_Problem:_
Present the listing below as a two-column CSV with the header row instruction,output, giving one row for each request in the listing. Place the request text and its answer each in a single double-quoted field, with any line breaks replaced by spaces.

_Input material:_
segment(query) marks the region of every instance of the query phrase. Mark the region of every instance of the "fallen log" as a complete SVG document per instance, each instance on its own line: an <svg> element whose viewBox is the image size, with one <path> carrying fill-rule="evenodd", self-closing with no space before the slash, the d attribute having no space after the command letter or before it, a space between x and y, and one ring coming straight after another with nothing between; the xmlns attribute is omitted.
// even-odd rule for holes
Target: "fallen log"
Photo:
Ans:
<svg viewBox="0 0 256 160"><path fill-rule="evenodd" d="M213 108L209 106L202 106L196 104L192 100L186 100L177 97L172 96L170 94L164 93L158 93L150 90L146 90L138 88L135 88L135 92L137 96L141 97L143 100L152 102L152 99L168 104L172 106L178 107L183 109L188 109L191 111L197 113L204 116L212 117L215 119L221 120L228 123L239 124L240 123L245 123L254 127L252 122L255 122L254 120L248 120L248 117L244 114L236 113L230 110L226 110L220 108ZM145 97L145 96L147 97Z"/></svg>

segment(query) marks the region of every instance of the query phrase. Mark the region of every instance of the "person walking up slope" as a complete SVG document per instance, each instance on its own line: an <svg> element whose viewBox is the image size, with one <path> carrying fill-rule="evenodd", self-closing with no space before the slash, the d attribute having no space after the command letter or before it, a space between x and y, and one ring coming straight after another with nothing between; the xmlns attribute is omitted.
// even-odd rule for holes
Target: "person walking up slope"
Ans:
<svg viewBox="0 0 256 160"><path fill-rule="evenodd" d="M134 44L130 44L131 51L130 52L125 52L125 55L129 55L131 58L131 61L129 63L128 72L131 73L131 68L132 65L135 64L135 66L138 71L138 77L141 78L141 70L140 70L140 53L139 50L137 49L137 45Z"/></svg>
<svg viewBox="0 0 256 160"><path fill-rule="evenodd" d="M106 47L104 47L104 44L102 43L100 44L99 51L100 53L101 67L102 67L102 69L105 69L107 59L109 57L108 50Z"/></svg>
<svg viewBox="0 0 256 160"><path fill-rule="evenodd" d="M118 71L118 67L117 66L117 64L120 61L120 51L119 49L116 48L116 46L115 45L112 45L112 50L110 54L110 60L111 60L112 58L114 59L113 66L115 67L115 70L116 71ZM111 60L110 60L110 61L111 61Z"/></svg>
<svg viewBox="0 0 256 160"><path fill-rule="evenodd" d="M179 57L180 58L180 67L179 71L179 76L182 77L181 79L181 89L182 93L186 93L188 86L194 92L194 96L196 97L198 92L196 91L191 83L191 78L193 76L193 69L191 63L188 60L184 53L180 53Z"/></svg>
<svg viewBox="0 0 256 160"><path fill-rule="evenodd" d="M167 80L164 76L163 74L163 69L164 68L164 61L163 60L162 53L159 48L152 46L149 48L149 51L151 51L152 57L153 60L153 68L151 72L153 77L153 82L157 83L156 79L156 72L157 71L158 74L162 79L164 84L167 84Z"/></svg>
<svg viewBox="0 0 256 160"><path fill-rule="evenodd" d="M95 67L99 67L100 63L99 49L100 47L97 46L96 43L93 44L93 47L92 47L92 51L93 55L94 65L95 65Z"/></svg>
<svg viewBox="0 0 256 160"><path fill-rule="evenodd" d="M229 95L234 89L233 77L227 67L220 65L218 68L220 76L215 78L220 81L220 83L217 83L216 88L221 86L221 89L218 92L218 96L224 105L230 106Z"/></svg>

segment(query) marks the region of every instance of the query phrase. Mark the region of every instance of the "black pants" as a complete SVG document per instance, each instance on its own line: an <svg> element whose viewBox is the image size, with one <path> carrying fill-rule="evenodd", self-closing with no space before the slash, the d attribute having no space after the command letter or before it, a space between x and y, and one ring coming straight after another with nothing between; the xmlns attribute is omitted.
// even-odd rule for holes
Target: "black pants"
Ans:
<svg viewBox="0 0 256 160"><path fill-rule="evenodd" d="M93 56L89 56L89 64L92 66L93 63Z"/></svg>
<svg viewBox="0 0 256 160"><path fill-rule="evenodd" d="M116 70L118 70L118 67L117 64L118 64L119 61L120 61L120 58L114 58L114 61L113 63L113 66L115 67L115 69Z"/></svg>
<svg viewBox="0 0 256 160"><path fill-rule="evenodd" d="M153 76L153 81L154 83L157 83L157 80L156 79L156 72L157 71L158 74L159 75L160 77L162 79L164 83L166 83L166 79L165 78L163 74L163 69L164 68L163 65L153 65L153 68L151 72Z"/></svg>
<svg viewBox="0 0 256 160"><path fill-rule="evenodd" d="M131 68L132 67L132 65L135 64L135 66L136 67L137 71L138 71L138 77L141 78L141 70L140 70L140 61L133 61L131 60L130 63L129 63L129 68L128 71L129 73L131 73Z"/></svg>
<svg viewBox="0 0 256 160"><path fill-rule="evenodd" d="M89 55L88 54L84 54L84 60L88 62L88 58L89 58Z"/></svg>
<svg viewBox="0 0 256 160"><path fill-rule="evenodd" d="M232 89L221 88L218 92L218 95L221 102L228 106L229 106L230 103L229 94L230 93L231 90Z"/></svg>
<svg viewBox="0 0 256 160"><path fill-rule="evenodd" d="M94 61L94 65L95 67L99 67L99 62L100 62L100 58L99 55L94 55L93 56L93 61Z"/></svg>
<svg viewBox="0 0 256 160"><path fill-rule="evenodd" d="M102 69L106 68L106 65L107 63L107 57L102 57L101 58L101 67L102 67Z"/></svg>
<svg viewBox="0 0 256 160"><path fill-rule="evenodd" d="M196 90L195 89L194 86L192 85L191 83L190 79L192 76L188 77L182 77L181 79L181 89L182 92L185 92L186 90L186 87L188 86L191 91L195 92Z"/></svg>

_Written response:_
instruction,output
"segment(query) marks the region of every instance of the query phrase. Mark the region of every instance of the ""fallen log"" as a complete SVG document per instance, each instance on its own line: an <svg> element whose viewBox is the image size, with one <path> carrying fill-rule=""evenodd"", self-closing with no space before the slash, the d attribute having no space after the command letter or before it, a space between x and y, and one ring coming straight after another with nothing between; the xmlns attribute is omitted. // even-odd rule for holes Target: ""fallen log"" Photo: Ans:","<svg viewBox=""0 0 256 160""><path fill-rule=""evenodd"" d=""M213 108L209 106L202 106L196 104L192 100L186 100L177 97L172 96L170 94L164 93L158 93L150 90L146 90L138 88L135 88L135 92L137 96L141 97L143 100L152 102L152 99L168 104L172 106L178 107L183 109L188 109L191 111L197 113L204 116L212 117L215 119L221 120L228 123L239 124L240 123L245 123L254 127L252 122L255 122L254 120L248 120L248 117L244 114L236 113L230 110L226 110L220 108ZM145 97L145 96L147 97Z""/></svg>"
"segment(query) marks the region of every instance of the query phrase. Mark the region of every instance of the ""person walking up slope"" as a complete SVG document per instance, each instance on its own line: an <svg> element whose viewBox is the image size, with one <path> carrying fill-rule=""evenodd"", self-closing with no space before the slash, the d attribute having no space after the command letter or before it, a space between x and y, and one ring coming straight after another with nothing between; the xmlns attribute is omitted. // even-odd rule for holes Target: ""person walking up slope"" Ans:","<svg viewBox=""0 0 256 160""><path fill-rule=""evenodd"" d=""M134 44L130 44L131 51L130 52L125 52L125 55L129 55L131 58L131 61L129 63L128 72L131 73L131 68L132 65L135 64L135 66L138 71L138 77L141 78L141 70L140 70L140 53L139 50L137 49L137 45Z""/></svg> <svg viewBox=""0 0 256 160""><path fill-rule=""evenodd"" d=""M106 47L104 47L104 44L102 43L100 44L99 51L100 53L101 67L102 67L102 69L105 69L107 59L109 57L108 50Z""/></svg> <svg viewBox=""0 0 256 160""><path fill-rule=""evenodd"" d=""M118 71L118 67L117 66L117 64L120 61L120 51L119 49L116 48L116 46L115 45L112 45L112 50L110 54L110 60L111 60L112 58L114 59L113 66L115 67L115 70L116 71ZM111 60L110 60L110 61L111 61Z""/></svg> <svg viewBox=""0 0 256 160""><path fill-rule=""evenodd"" d=""M179 57L180 58L180 67L179 71L179 76L182 77L181 79L181 89L182 93L186 93L188 86L194 92L194 96L196 97L198 92L196 91L191 83L191 78L193 76L193 69L191 63L188 60L184 53L180 53Z""/></svg> <svg viewBox=""0 0 256 160""><path fill-rule=""evenodd"" d=""M167 80L164 76L163 74L163 69L164 68L164 61L163 60L162 53L159 48L152 46L149 48L149 51L151 51L152 57L153 60L153 68L151 72L153 77L153 82L157 83L156 79L156 72L157 71L158 74L162 79L164 84L167 84Z""/></svg> <svg viewBox=""0 0 256 160""><path fill-rule=""evenodd"" d=""M95 67L99 67L100 63L99 49L100 47L97 46L96 43L93 44L93 47L92 47L92 51L93 55L94 65L95 65Z""/></svg> <svg viewBox=""0 0 256 160""><path fill-rule=""evenodd"" d=""M229 95L234 89L233 77L227 67L220 65L218 68L220 76L215 78L220 81L220 83L217 83L216 88L221 86L221 89L218 92L218 96L224 105L230 106Z""/></svg>"
"segment(query) marks the region of every instance of the query phrase. Mark the region of every instance of the ""black pants"" as a complete SVG document per instance, each instance on its own line: an <svg> element whose viewBox is the image size, with one <path> carrying fill-rule=""evenodd"", self-closing with no space before the slash, the d attribute having no space after the command letter or before it, a space between x and y, and one ring coming straight after another with nothing between; the xmlns attribute is omitted. // even-odd rule for holes Target: ""black pants"" Ans:","<svg viewBox=""0 0 256 160""><path fill-rule=""evenodd"" d=""M93 56L89 56L89 64L92 66L93 63Z""/></svg> <svg viewBox=""0 0 256 160""><path fill-rule=""evenodd"" d=""M116 70L118 70L118 67L117 64L118 64L119 61L120 61L120 58L114 58L114 61L113 63L113 66L115 67L115 69Z""/></svg> <svg viewBox=""0 0 256 160""><path fill-rule=""evenodd"" d=""M153 76L153 81L154 83L157 83L157 80L156 79L156 72L157 71L158 74L159 75L160 77L162 79L164 83L166 83L166 79L165 78L163 74L163 69L164 68L163 65L153 65L153 68L151 72Z""/></svg> <svg viewBox=""0 0 256 160""><path fill-rule=""evenodd"" d=""M131 68L132 67L132 65L135 64L135 66L136 67L137 71L138 71L138 77L141 78L141 70L140 70L140 61L133 61L131 60L130 63L129 63L129 68L128 71L129 73L131 73Z""/></svg> <svg viewBox=""0 0 256 160""><path fill-rule=""evenodd"" d=""M89 55L88 54L84 54L84 60L88 62L88 58L89 58Z""/></svg> <svg viewBox=""0 0 256 160""><path fill-rule=""evenodd"" d=""M232 89L221 88L218 92L218 95L221 102L228 106L229 106L230 103L229 94L230 93L231 90Z""/></svg> <svg viewBox=""0 0 256 160""><path fill-rule=""evenodd"" d=""M94 61L94 65L95 67L99 67L99 62L100 62L100 58L99 55L94 55L93 56L93 61Z""/></svg> <svg viewBox=""0 0 256 160""><path fill-rule=""evenodd"" d=""M102 69L106 68L106 65L107 63L107 57L102 57L101 58L101 67L102 67Z""/></svg> <svg viewBox=""0 0 256 160""><path fill-rule=""evenodd"" d=""M196 90L195 89L194 86L192 85L191 83L190 79L192 76L188 77L182 77L181 79L181 89L182 92L185 92L186 90L186 87L188 86L191 91L195 92Z""/></svg>"